── Data in this exercise
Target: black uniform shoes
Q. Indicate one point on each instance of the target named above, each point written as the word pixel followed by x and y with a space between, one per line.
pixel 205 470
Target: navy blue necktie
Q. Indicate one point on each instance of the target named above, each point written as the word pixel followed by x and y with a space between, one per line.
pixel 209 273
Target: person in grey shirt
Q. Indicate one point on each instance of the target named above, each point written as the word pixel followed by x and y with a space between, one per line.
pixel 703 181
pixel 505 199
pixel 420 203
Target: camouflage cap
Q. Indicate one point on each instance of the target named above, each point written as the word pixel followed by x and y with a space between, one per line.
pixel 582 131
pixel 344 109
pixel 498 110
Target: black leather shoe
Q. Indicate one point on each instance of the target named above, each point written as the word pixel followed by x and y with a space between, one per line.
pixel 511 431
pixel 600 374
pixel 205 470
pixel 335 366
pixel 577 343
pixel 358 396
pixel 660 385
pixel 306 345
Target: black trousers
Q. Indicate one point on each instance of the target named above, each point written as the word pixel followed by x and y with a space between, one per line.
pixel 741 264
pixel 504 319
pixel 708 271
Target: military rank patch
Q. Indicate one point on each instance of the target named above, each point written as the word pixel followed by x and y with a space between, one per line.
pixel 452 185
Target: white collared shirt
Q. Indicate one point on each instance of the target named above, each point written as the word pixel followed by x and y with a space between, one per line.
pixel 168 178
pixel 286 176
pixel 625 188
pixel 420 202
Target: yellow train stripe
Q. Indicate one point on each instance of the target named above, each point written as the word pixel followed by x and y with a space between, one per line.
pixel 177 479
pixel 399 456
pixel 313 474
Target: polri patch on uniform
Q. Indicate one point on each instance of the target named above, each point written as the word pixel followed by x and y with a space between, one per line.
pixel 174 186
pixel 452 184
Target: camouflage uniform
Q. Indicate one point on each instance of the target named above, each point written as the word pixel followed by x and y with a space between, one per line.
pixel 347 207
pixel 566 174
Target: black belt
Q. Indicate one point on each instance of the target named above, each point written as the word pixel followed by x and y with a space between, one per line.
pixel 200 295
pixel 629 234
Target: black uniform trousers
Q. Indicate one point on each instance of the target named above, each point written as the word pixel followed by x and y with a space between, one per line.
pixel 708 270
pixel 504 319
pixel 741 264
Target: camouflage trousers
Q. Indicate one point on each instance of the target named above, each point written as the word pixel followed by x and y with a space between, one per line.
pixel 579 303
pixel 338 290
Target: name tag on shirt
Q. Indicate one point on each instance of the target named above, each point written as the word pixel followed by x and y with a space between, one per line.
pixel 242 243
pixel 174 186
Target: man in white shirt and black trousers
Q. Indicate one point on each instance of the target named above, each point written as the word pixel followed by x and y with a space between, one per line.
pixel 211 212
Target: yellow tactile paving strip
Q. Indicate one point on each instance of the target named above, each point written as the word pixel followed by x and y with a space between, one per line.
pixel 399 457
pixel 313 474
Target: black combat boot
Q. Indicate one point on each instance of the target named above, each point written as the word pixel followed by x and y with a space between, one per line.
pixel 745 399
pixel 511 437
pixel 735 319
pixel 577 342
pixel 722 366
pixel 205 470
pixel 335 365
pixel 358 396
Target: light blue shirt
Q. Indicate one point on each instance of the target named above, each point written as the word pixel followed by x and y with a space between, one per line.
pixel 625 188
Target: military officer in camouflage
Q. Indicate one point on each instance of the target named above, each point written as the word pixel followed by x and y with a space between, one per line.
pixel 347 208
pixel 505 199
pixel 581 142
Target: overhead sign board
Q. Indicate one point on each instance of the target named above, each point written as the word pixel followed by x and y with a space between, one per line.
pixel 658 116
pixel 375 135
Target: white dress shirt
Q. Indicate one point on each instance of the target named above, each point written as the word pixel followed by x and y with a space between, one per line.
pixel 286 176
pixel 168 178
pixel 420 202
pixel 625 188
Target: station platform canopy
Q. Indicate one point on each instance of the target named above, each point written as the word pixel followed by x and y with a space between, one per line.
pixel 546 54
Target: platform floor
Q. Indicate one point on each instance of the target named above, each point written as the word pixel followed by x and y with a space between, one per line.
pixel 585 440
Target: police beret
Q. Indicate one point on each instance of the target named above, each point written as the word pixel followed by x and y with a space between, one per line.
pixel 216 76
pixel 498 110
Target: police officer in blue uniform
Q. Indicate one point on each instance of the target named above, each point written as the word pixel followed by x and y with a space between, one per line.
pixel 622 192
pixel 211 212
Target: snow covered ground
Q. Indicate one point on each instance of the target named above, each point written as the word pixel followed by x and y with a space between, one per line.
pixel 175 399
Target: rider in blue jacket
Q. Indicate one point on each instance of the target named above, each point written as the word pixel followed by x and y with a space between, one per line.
────
**Your instructions**
Rewrite all of the entries above, replacing each occurrence of "Indicate" with "Mark" and leaving everything else unchanged.

**The output**
Target: black uniform shoes
Q. Mark one point on each instance of the target named above, each point written as the word pixel followed by x and y with a space between, one per line.
pixel 205 470
Target: navy blue necktie
Q. Mark one point on each instance of the target named above, each point written as the word pixel followed by x and y with a space between, one per line.
pixel 209 273
Target: person in grey shirt
Q. Mark one point on each instance of the target named above, each point written as the word pixel followed by x and y with a space between, one per line.
pixel 703 181
pixel 505 199
pixel 420 203
Target: camouflage cap
Q. Mark one point on each instance of the target named above, each point written as the word pixel followed by x and y with a space between, one per line.
pixel 582 131
pixel 344 109
pixel 498 110
Target: black leather shoe
Q. Mark one point on each instance of the target named above, each point written as the word pixel followed by x and y with a space between, one per line.
pixel 511 431
pixel 600 374
pixel 205 470
pixel 335 366
pixel 577 343
pixel 358 396
pixel 660 385
pixel 306 345
Target: black trousers
Q. Mark one point on each instance of the target named above, each point written as the word pixel followed by x and y with a space between, one per line.
pixel 741 264
pixel 504 319
pixel 708 271
Target: military rank patch
Q. Mark one point on each instance of the target named above, each point written as the word pixel followed by x and y with a space between, one per line.
pixel 452 185
Target: white collared shirt
Q. Mark one point on each instance of the target named above, each point written as the word pixel followed by x and y with a space between, one per line.
pixel 168 178
pixel 286 176
pixel 625 188
pixel 420 202
Target: yellow train stripe
Q. Mark one point on each instance of the target named above, each point written as the word pixel followed by x and y with a space between, one per line.
pixel 177 479
pixel 399 456
pixel 313 474
Target: polri patch on uniform
Q. Mark one point on each instance of the target named above, each point written as the word pixel followed by x and y with a space between, one per line.
pixel 174 186
pixel 452 184
Target: camouflage uniform
Q. Mark one point on each instance of the target named above, each point written as the word pixel followed by x and y with a space between, one per line.
pixel 347 207
pixel 566 174
Target: black belt
Q. Mark one point on each instance of the target named above, each point written as the word pixel followed by x and y with a space between, one per line.
pixel 200 295
pixel 629 234
Target: black uniform trousers
Q. Mark one point on each instance of the target named above, each point written as the word pixel followed by x and y with a space between, one per line.
pixel 708 270
pixel 504 319
pixel 741 264
Target: camouflage trousers
Q. Mark one point on each instance of the target named above, each point written as the word pixel followed by x and y with a space between, one per line.
pixel 579 303
pixel 338 290
Target: name tag on shirt
Q. Mark one point on each instance of the target named above, each point written as the word pixel followed by x and y with a space between, one per line.
pixel 242 243
pixel 174 186
Target: man in white shirt and black trousers
Q. Mark one point on each instance of the target named above, each point written as the word pixel followed by x and y with a space between, one per line.
pixel 211 212
Target: yellow tactile paving strip
Q. Mark one point on each instance of the target named above, each point written as the word pixel followed by x and y with a space between, one per line.
pixel 399 457
pixel 313 474
Target: black combat boot
Q. Mark one point on each instance of the target named above, each point written as the word pixel followed by x and y with a space between, one per line.
pixel 745 399
pixel 511 437
pixel 735 319
pixel 577 342
pixel 722 366
pixel 205 470
pixel 335 365
pixel 358 396
Target: light blue shirt
Q. Mark one point on each instance of the target named above, each point written as the word pixel followed by x and y with a space between, one per line.
pixel 625 188
Target: military officer in camouflage
Q. Mark one point on each instance of the target named above, each point written as the word pixel followed by x and y with a space between, one per line.
pixel 347 208
pixel 505 199
pixel 581 142
Target: overhead sign board
Q. Mark one point on each instance of the target named above, each point written as the word pixel followed by x and y with a space between, one per line.
pixel 658 116
pixel 375 135
Target: white dress shirt
Q. Mark one point on each instance of the target named above, each point written as the word pixel followed by x and y with a space between, one per line.
pixel 286 176
pixel 168 178
pixel 420 202
pixel 625 188
Target: station platform canopy
Q. Mark one point on each instance of the target named above, each point written as the word pixel followed by x and y with a space between, one per line.
pixel 546 54
Target: platform floor
Q. Mark one point on each instance of the target named above, each point written as the word pixel followed by x and y with a space between, one per line.
pixel 585 440
Target: police beret
Q. Mark one point on each instance of the target named above, each point written as the word pixel followed by x and y with a space between, one per line.
pixel 216 76
pixel 498 110
Target: police officer in blue uniform
Q. Mark one point on each instance of the target named above, each point written as the word pixel followed by x and y with a space between, one per line.
pixel 622 192
pixel 211 212
Target: snow covered ground
Q. Mark one point on each instance of the target named above, each point written as the word pixel followed by x and y with a space between, one per line.
pixel 175 399
Target: rider in blue jacket
Q. Mark one point on each instance of the target named above, each point written as the word pixel followed by x and y with a space between, one per line.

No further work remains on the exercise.